Task directions: Please copy the following material line for line, without changing anything.

Dataset records:
=== Begin Enclosure ===
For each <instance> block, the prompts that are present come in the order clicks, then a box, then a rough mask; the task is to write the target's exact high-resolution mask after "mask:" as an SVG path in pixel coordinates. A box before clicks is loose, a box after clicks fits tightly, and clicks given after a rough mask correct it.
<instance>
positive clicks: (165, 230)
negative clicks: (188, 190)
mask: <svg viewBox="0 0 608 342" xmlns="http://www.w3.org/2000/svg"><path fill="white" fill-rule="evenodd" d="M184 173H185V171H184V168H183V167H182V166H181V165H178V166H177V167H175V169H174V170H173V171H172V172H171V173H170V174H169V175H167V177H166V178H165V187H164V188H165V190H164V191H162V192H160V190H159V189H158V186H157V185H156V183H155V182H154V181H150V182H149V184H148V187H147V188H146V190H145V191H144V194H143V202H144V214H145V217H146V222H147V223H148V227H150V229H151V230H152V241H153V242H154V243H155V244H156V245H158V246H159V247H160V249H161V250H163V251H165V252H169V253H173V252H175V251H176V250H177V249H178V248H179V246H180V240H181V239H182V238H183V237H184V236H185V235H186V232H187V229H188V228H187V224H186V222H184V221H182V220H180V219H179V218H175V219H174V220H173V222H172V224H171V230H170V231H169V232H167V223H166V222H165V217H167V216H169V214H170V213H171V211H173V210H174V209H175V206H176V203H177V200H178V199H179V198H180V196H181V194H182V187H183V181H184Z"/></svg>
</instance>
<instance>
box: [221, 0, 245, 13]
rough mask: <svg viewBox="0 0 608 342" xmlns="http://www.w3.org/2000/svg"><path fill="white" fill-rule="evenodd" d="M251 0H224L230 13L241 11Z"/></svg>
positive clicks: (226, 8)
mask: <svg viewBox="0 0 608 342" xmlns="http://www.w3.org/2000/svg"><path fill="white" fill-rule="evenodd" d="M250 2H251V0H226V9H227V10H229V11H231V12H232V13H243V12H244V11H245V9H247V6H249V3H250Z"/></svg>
=== End Enclosure ===
Response:
For each <instance> block, the prompts that are present come in the order clicks, then a box, then a rough mask; the task is to write the target's exact high-resolution mask after "mask:" as an SVG path in pixel coordinates. A box before clicks is loose, a box after clicks fits tightly, and clicks given after a rough mask correct it.
<instance>
positive clicks: (165, 230)
negative clicks: (188, 190)
mask: <svg viewBox="0 0 608 342" xmlns="http://www.w3.org/2000/svg"><path fill="white" fill-rule="evenodd" d="M184 173H185V171H184V168H183V167H182V166H181V165H178V166H177V167H175V169H174V170H173V171H172V172H171V173H170V174H169V175H167V177H166V178H165V187H164V188H165V190H164V191H162V192H160V190H159V189H158V186H157V185H156V183H155V182H154V181H150V182H149V184H148V187H147V188H146V190H145V191H144V194H143V202H144V214H145V217H146V222H147V223H148V227H150V229H151V230H152V241H153V242H154V243H155V244H156V245H158V246H159V247H160V249H161V250H163V251H165V252H169V253H173V252H175V251H176V250H177V249H178V248H179V246H180V240H181V239H182V238H183V237H184V236H185V235H186V232H187V229H188V228H187V224H186V222H184V221H182V220H180V219H179V218H175V219H174V220H173V222H172V224H171V230H170V231H169V232H167V223H166V222H165V217H167V216H169V214H170V213H171V211H173V210H174V209H175V206H176V203H177V200H178V199H179V198H180V196H181V194H182V187H183V181H184Z"/></svg>
</instance>
<instance>
box: [221, 0, 245, 13]
rough mask: <svg viewBox="0 0 608 342" xmlns="http://www.w3.org/2000/svg"><path fill="white" fill-rule="evenodd" d="M251 0H224L230 13L241 11Z"/></svg>
positive clicks: (226, 8)
mask: <svg viewBox="0 0 608 342" xmlns="http://www.w3.org/2000/svg"><path fill="white" fill-rule="evenodd" d="M250 2H251V0H226V9H227V10H229V11H231V12H232V13H243V12H244V11H245V9H247V6H249V3H250Z"/></svg>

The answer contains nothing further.